**Ваша задача:** Назовите всех авторов, в работах которых, согласно фрагменту об идеологических задачах афинской демократии, отражено господствовавшее тогда в Афинах убеждение о причинах бед города.

**Фрагмент для чтения:**

● ● ● ●

Идеологические задачи, стоящие перед восстановленной в 403 году до н. э. афинской демократией
1. Каким–то понятным образом объяснить обидное поражение афинской демократии в Пелопоннесской войне.
2. Исторически оправдать, реабилитировать низы афинского демоса, свалив всю вину за трагические поражения на какие–то другие, враждебные силы. Причем, желательно не только внешние, но и внутренние, в том числе социальные… (И это вполне понятно: реваншизм всегда лучше всего строить на поиске внутреннего врага!)
3. Исключить ту любую критику афинского государственного устройства, которая подрывала бы авторитет Афин у союзников по спешно воссоздаваемому Второму Афинскому морскому союзу и мешала возродить практику взимания с них того самого налога–фороса, на котором паразитировали тысячи представителей афинского демоса (платить налоги избираемым бобами афинским магистратам многие эллинские полисы очень не хотели) [36].
4. В целом поднять авторитет афинской демократии как системы, обеспечить ее гарантированное самосохранение и воспроизводство за счет «правильным образом» организованной системы обучения и идеологического воспитания молодежи, будущих бойцов полиса.
5. Таким образом, максимально «зачистить» внутреннее идеологическое пространство, чтобы в нем не оставалось бы сил, оппозиционых господствующему формально демократическому режиму, под которым на деле скрывался режим охлократии, социально–политического доминирования низов демоса, по сути пролетариата и полупролетариата.
Как можно заметить, все эти пункты имели самое прямое отношение к Сократу! А поскольку господствующим в этот момент времени в Афинах становится (отраженное в работах Платона, Ксенофонта и Аристофана) убеждение, что все случившиеся проблемы Афин были связаны с тем, что боги отвернулись от афинян, само их отвращение от Афин связано с тем, что многие граждане вели себя по отношению к богам неуважительно, а это неуважительное отношение являлось производным от вредной деятельности различных учителей мудрости (сбивающих молодежь с пути истинного) и классовых врагов (типа богатых и аристократичных юнцов Алкивиада, пародирующих религиозные Эвевскинские мистерии и разбивающие статуи бога Гермеса), иметь иллюзии, что ревнительский пыл охлоса и в этот раз обойдет Сократа стороной, уже не приходилось.

● ● ● ●

Элементы, перечисленные в наборе данных:
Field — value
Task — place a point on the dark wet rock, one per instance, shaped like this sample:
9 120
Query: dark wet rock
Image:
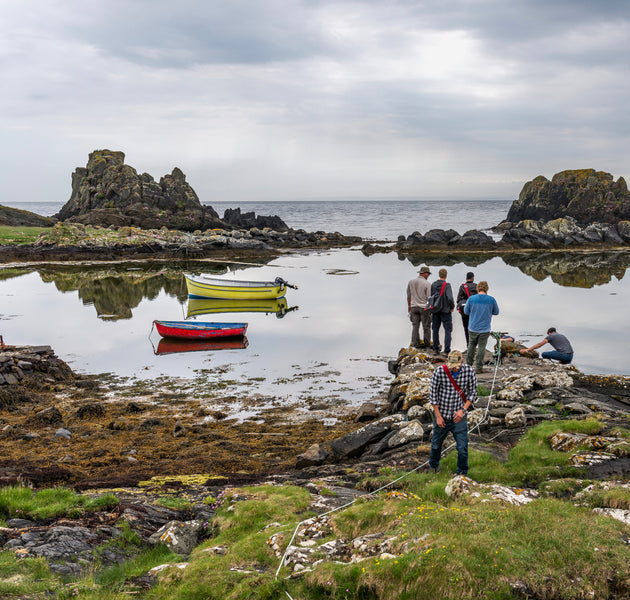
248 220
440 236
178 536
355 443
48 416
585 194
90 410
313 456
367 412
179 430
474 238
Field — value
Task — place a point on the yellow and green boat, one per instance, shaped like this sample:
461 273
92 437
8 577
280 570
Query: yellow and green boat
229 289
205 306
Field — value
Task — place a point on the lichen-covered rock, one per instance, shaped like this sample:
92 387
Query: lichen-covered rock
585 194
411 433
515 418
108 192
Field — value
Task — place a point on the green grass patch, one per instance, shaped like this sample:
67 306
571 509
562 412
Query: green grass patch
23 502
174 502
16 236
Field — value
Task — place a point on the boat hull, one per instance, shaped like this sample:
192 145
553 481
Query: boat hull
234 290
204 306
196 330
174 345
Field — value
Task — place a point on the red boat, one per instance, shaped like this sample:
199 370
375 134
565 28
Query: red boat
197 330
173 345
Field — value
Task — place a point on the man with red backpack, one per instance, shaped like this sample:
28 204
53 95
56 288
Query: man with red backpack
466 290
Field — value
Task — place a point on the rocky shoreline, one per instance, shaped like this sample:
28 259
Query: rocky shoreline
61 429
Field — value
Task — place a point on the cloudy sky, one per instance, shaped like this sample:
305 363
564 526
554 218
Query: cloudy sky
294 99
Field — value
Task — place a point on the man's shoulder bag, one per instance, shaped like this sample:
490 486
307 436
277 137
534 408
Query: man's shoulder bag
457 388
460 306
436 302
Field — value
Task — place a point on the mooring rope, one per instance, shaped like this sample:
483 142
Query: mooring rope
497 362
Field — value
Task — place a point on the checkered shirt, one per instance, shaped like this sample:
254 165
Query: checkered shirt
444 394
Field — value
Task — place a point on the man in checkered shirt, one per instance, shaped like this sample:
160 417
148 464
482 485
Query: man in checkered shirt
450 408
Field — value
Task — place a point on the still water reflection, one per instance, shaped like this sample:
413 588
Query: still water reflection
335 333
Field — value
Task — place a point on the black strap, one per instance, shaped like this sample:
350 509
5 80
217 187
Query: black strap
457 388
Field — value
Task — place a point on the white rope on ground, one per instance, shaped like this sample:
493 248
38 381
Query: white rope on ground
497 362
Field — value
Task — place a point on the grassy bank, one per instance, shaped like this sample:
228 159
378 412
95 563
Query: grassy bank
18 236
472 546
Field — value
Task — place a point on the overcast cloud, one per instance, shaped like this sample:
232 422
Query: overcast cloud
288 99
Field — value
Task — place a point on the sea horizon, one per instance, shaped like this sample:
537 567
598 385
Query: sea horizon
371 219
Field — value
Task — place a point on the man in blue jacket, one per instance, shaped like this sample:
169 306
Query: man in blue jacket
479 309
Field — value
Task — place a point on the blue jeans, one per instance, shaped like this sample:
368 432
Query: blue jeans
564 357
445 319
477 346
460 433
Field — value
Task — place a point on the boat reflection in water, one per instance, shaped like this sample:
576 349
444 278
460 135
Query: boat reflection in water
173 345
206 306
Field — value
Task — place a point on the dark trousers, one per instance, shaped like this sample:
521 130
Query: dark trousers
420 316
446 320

● ● ● ●

**Результат задания:** Платон, Ксенофонт, Аристофан.